What you are asked to do. The response must reproduce exactly every line of the material below holding the word "brown".

--- Records supplied ---

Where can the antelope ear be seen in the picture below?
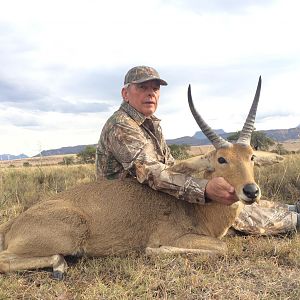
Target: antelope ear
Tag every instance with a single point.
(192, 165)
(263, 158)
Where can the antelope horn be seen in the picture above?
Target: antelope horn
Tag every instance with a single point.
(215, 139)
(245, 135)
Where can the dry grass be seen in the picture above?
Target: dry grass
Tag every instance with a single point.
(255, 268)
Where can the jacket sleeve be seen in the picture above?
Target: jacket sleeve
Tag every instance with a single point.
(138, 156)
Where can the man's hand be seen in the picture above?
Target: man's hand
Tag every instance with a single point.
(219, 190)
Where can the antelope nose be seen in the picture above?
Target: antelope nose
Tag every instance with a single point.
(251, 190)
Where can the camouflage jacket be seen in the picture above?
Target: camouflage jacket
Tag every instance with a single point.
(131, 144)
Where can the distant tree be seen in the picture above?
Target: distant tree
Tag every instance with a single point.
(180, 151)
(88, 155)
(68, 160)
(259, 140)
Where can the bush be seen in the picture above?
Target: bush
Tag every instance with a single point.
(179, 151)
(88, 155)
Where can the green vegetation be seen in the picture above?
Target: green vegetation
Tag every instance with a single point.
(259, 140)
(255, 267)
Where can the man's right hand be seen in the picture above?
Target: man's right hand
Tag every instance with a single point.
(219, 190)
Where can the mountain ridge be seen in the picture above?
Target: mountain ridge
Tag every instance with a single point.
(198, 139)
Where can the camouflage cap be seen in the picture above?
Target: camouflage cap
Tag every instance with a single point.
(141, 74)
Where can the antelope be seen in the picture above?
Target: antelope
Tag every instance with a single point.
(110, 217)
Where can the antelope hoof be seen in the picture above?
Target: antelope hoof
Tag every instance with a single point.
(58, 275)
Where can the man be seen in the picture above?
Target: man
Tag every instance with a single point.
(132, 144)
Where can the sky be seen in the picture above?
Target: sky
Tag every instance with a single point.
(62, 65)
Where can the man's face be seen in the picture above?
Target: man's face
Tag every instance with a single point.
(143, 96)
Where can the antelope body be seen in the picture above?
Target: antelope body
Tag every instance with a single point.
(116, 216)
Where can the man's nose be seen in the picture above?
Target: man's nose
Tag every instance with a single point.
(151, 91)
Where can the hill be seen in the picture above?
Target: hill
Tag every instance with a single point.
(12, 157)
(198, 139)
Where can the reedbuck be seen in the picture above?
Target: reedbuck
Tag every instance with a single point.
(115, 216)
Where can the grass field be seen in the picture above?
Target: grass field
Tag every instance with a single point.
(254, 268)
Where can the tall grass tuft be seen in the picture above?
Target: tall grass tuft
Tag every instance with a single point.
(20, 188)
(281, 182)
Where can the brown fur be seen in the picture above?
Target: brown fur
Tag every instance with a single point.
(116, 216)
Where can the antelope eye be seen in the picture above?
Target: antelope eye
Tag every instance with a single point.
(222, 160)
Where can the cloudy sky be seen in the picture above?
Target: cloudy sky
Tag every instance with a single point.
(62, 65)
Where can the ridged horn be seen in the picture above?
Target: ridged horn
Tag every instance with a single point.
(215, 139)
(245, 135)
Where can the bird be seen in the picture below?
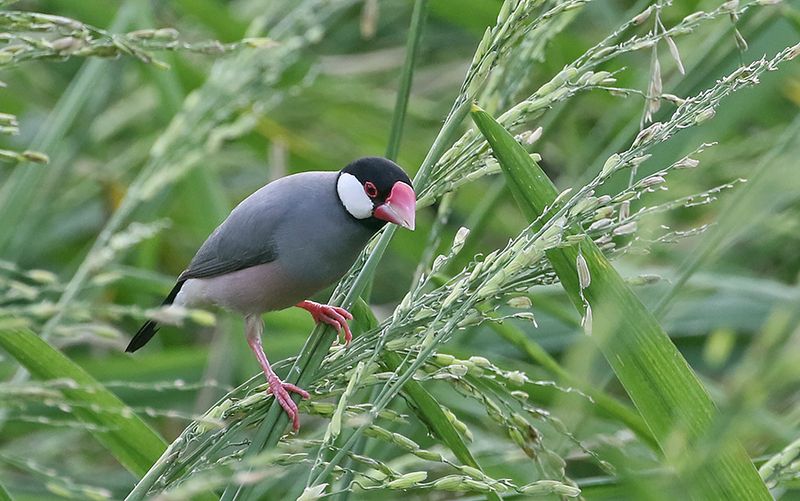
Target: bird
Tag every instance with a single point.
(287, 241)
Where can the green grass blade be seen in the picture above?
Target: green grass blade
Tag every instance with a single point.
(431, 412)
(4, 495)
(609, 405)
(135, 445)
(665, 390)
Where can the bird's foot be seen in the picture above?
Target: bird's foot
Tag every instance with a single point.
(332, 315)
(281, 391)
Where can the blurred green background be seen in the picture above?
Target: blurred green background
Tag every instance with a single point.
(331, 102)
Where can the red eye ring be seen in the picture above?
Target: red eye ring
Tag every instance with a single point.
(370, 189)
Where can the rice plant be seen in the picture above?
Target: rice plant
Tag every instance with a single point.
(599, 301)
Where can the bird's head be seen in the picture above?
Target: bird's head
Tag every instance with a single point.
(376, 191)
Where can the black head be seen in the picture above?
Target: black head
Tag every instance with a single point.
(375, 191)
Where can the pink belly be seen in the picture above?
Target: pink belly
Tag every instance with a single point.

---

Answer for the task.
Where can the brown fur be seen in the picture above?
Target: brown fur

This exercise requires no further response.